■ Text shown:
Tallgrass Prairie Preserve

Tallgrass Prairie National Preserve was established on November 12, 1996 to preserve, protect, and interpret for the public an example of the tallgrass prairie ecosystem and the historic and cultural values represented by the Spring Hill Ranch. Once the bed of a vast inland sea located in the heart of the Flint Hills of Kansas, the preserve represents a portion of the less than 4% of remaining tallgrass prairie.

 

What to Photograph:

Spring Hill Ranch

The grand four-level ranch house forms the centerpiece of the Spring Hill Farm and Stock Ranch. Completed in 1881, it stands as a beautiful example of French Second Empire architecture, a style popular in the late 19th century. This large, stately home is also an example of great change in the American West, the transition from small ranches on the vast open range to large enclosed ranching businesses, laying the foundations for the present-day American cattle industry.

■ Given information:

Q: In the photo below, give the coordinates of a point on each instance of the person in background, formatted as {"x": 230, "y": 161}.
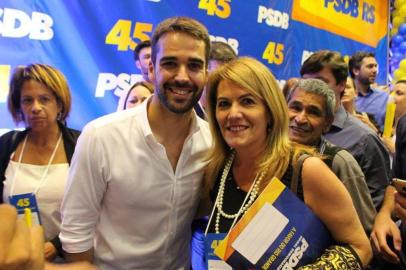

■ Written problem: In the Tallgrass Prairie text, why is the Spring Hill ranch house described as an example of great change in the American West? Answer in one to three sentences.

■ Completed task: The ranch house reflects the shift from small ranches on the vast open range to large enclosed ranching businesses. According to the text, that change laid the foundations for the present-day American cattle industry.